[TEXT SECTION]
------

Posted by George Volcker | Commodities | Monday 27 July 2009 3:14 am
by George Volcker

Macro traders trade virtually everything. They trade stocks, bonds, commodities, and currencies looking for uncorrelated trade ideas with great risk to reward characteristics. Sometimes they will even venture into markets like real estate and even art.

They trade not only different asset classes but multiple strategies within each asset class. For instance in stocks they will trade outright long and short positions, merger arbitrage deals, asset class arbitrage where you trade the equity against debt, and even pairs trading. They do much of the same in commodities and currencies as well. Essentially they are looking for sources of return wherever they can find it.

Macro traders have one strategy that most traders never use and that is the currency markets. Long the playground of only banks, currency trading is now available to the masses and is getting better and better. One of the best strategies in currency trading is that of the carry trade.

The carry trade consists of going long a high yielding currency and going short a low yielding currency to fund the trade. You make money in two ways. One is if the initial trade is profitable if the higher yielding currency goes up relative to the low yielder. The other way to earn money is to make money off the carry, or the interest rate differential.

The carry trade is helped tremendously by the use of leverage. If you can earn four percent via the differential and then magnify that by four or five you will then bring your returns up to sixteen or twenty percent a year from the carry alone. If you juice it up ten times you will have a forty percent return. This sounds great on paper but it cant be that easy can it?

No, it is not that easy. If volatility picks up and the carry trade loses favor then the carry will not be enough to make up for the huge loss in capital on the directional side of the trade. If you use too much leverage you will go kaboom and lose all your money.

You can use several different methods to estimate volatility. You can use the standard volatility index for the SP500. While it is designed and used primarily for equities it is a good estimate of volatility for most asset classes. Now days you can just use a currency volatility index like those from JP Morgan or many of the other investment banks.

If you are an active macro trader that is using the carry trade then you should incorporate a volatility filter. If you are not using the carry trade then you are missing out on a great way to diversify as well as deliver more consistent returns.

------

[STATED TASK 1]
Give the carry trade text again from "The carry trade is" through "all your money.", switching "leverage" to "borrowed money".
The listing has no connection to the text above it.

[PROVIDED DATA]

------

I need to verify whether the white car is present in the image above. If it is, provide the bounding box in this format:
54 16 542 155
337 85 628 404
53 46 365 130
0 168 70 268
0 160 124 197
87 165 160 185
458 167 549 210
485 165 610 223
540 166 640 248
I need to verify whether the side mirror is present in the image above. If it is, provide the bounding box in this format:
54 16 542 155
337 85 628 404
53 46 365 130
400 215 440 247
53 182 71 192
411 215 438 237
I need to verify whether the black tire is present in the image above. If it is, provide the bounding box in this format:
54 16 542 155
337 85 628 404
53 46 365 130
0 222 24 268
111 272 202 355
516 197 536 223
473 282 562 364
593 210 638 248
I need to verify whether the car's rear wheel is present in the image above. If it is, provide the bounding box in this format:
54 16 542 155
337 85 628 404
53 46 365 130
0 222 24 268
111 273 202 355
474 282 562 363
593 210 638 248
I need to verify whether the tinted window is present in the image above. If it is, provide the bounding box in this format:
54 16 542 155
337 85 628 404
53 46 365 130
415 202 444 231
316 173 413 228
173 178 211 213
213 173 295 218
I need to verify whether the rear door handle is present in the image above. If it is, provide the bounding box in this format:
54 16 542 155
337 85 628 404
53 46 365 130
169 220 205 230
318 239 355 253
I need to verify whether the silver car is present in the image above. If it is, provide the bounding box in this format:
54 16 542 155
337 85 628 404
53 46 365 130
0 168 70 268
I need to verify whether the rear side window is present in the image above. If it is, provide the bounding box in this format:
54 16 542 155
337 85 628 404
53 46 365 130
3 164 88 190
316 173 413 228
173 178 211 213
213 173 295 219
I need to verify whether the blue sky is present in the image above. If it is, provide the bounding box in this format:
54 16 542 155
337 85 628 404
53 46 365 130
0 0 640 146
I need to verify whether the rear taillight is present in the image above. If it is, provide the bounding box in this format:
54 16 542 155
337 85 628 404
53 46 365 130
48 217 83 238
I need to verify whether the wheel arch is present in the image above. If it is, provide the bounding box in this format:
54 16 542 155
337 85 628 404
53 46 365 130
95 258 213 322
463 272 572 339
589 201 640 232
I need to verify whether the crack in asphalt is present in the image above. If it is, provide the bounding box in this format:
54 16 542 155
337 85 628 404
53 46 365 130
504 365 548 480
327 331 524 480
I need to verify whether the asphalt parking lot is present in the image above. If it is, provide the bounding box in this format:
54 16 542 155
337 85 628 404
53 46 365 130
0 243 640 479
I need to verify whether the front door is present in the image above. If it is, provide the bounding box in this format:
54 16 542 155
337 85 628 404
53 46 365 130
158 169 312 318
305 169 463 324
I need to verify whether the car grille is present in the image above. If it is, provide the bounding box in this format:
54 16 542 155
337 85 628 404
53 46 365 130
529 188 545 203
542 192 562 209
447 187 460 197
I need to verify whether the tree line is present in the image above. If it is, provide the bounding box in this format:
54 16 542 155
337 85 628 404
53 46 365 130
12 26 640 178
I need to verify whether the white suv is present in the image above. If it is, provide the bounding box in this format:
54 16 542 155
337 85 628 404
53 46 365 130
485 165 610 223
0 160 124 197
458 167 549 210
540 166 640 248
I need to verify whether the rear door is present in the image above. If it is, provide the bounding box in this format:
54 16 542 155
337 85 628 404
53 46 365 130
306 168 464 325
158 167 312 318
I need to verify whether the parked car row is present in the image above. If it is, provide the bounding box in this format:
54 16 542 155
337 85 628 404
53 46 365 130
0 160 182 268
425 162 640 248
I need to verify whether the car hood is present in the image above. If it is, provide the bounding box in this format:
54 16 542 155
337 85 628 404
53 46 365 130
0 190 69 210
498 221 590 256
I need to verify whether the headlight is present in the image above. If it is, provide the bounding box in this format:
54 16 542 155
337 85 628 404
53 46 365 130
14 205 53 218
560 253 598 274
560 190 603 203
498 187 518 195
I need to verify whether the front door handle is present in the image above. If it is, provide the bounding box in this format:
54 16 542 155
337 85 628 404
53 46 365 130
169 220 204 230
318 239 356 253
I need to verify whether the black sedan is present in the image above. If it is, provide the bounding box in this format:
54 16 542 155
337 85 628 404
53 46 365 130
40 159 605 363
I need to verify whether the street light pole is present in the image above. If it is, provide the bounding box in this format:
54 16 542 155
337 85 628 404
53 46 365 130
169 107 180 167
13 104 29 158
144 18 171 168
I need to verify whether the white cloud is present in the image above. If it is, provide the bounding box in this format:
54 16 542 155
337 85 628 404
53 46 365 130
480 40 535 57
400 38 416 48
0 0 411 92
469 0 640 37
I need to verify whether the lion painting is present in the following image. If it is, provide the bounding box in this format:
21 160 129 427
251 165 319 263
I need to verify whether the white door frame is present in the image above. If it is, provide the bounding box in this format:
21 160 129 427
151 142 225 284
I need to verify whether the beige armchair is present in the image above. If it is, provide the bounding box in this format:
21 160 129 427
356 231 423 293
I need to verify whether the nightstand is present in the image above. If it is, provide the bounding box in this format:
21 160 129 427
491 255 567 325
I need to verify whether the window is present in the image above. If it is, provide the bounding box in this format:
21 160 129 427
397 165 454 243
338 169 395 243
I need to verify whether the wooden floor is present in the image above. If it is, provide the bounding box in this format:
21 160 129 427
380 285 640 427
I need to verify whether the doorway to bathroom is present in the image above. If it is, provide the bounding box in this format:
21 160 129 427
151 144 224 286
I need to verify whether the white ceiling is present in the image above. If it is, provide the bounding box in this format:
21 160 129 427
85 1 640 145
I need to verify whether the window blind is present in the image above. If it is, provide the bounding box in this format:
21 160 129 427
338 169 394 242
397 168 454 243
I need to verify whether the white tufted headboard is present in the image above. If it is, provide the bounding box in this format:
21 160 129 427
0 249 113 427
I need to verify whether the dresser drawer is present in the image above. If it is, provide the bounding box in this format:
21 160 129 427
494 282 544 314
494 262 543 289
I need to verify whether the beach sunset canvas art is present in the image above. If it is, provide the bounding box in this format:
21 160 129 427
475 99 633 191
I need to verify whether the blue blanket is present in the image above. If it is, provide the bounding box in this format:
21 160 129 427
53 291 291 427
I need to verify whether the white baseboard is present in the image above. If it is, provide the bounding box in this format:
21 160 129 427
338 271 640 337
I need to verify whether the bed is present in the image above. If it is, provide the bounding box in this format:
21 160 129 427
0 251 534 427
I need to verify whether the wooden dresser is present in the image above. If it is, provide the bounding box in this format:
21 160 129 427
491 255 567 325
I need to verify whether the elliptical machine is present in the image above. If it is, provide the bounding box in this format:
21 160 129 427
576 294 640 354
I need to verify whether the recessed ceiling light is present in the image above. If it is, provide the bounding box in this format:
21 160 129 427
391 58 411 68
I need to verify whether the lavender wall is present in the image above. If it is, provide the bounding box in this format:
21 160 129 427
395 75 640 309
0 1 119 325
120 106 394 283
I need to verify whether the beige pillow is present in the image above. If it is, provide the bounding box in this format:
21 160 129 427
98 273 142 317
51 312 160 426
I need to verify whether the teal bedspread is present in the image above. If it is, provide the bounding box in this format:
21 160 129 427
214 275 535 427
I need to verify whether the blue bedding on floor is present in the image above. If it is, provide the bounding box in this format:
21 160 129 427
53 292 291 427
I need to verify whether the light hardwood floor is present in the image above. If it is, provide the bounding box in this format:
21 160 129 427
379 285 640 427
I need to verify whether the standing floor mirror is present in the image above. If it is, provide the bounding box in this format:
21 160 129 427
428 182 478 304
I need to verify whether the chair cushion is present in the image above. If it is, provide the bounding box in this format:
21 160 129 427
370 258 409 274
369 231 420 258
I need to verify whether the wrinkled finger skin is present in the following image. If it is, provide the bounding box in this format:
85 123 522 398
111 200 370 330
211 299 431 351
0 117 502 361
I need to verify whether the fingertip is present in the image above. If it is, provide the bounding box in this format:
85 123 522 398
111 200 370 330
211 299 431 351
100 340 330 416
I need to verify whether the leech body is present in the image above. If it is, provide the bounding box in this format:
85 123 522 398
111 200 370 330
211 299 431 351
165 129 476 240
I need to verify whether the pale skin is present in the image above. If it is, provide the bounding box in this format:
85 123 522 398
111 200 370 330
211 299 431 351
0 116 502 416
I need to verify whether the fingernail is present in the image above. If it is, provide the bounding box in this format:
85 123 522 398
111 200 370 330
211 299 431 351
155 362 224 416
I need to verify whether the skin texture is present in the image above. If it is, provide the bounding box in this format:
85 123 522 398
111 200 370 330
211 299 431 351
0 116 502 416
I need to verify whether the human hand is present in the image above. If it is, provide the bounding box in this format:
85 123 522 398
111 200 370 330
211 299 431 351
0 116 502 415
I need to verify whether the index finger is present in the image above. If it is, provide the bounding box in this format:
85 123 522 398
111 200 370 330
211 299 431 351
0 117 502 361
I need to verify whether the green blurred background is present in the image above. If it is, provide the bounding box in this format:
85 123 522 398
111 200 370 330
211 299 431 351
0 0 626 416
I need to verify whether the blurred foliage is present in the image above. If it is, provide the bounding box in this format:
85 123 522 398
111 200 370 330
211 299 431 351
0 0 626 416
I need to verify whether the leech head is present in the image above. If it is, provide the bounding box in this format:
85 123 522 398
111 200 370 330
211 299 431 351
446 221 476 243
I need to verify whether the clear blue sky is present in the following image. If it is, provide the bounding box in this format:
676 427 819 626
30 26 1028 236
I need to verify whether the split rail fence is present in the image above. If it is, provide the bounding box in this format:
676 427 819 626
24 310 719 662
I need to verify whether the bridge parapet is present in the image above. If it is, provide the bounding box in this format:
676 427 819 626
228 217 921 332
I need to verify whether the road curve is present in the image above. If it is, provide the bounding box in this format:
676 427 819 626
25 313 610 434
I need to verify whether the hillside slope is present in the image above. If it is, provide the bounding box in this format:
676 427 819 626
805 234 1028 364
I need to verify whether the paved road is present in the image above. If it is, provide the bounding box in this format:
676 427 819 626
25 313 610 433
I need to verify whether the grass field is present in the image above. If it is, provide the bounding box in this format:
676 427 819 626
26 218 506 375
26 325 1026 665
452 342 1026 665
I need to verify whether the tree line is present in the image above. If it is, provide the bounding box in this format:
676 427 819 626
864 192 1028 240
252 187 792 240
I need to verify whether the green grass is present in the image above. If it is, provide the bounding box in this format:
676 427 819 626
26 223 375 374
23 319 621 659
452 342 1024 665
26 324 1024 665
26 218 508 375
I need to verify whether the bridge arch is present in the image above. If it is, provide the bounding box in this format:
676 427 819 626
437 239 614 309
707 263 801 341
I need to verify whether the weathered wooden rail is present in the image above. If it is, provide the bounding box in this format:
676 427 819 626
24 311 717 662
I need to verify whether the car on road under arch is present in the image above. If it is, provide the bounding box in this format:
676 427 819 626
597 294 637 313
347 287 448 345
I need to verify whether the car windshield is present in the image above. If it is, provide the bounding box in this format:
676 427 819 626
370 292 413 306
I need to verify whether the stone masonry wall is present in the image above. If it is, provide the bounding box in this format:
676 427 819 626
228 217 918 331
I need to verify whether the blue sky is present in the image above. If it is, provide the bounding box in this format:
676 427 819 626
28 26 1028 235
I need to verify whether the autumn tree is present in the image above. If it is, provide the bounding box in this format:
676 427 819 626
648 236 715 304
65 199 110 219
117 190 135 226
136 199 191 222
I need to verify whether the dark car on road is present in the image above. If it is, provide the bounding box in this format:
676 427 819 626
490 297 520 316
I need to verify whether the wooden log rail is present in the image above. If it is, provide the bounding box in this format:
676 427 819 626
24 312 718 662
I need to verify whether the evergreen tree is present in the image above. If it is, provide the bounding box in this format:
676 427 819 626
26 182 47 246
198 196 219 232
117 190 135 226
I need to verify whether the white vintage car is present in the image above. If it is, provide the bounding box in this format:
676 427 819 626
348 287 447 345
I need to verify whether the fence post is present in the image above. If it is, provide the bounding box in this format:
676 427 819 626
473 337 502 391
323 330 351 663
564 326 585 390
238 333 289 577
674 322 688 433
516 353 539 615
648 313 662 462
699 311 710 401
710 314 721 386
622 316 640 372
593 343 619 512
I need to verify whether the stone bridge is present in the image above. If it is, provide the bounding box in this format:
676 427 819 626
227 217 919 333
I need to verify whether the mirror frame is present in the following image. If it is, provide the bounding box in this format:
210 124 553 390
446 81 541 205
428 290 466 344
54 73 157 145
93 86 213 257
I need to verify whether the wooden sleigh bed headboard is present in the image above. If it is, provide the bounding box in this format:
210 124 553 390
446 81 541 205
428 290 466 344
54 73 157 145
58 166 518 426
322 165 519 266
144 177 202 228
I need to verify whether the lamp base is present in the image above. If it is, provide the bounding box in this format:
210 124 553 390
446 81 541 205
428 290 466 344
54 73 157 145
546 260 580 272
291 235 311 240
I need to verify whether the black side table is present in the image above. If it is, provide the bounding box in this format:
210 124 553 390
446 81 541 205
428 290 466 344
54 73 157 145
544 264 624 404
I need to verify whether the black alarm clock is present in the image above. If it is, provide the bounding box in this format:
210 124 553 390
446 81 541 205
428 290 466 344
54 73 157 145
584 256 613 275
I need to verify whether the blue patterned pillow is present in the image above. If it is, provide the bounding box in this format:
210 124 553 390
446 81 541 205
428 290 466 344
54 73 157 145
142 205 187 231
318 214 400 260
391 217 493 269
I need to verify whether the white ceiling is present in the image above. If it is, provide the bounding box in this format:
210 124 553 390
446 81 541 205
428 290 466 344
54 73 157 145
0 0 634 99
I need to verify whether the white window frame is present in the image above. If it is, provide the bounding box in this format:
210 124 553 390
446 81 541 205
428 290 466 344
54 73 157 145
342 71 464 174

------

[STATED TASK 2]
Rewrite the listing lines as a Markdown table with columns No. and Line, starting at the line that contains "I need to verify whether the index" and ending at the line that contains "30 26 1028 236". Number the rows and leave out blank lines.

[TASK SOLUTION 1]
The carry trade is helped tremendously by the use of borrowed money. If you can earn four percent via the differential and then magnify that by four or five you will then bring your returns up to sixteen or twenty percent a year from the carry alone. If you juice it up ten times you will have a forty percent return. This sounds great on paper but it cant be that easy can it?

No, it is not that easy. If volatility picks up and the carry trade loses favor then the carry will not be enough to make up for the huge loss in capital on the directional side of the trade. If you use too much borrowed money you will go kaboom and lose all your money.

[TASK SOLUTION 2]
| No. | Line |
|---|---|
| 1 | I need to verify whether the index finger is present in the image above. If it is, provide the bounding box in this format: |
| 2 | 85 123 522 398 |
| 3 | 111 200 370 330 |
| 4 | 211 299 431 351 |
| 5 | 0 117 502 361 |
| 6 | I need to verify whether the green blurred background is present in the image above. If it is, provide the bounding box in this format: |
| 7 | 85 123 522 398 |
| 8 | 111 200 370 330 |
| 9 | 211 299 431 351 |
| 10 | 0 0 626 416 |
| 11 | I need to verify whether the blurred foliage is present in the image above. If it is, provide the bounding box in this format: |
| 12 | 85 123 522 398 |
| 13 | 111 200 370 330 |
| 14 | 211 299 431 351 |
| 15 | 0 0 626 416 |
| 16 | I need to verify whether the leech head is present in the image above. If it is, provide the bounding box in this format: |
| 17 | 85 123 522 398 |
| 18 | 111 200 370 330 |
| 19 | 211 299 431 351 |
| 20 | 446 221 476 243 |
| 21 | I need to verify whether the clear blue sky is present in the following image. If it is, provide the bounding box in this format: |
| 22 | 676 427 819 626 |
| 23 | 30 26 1028 236 |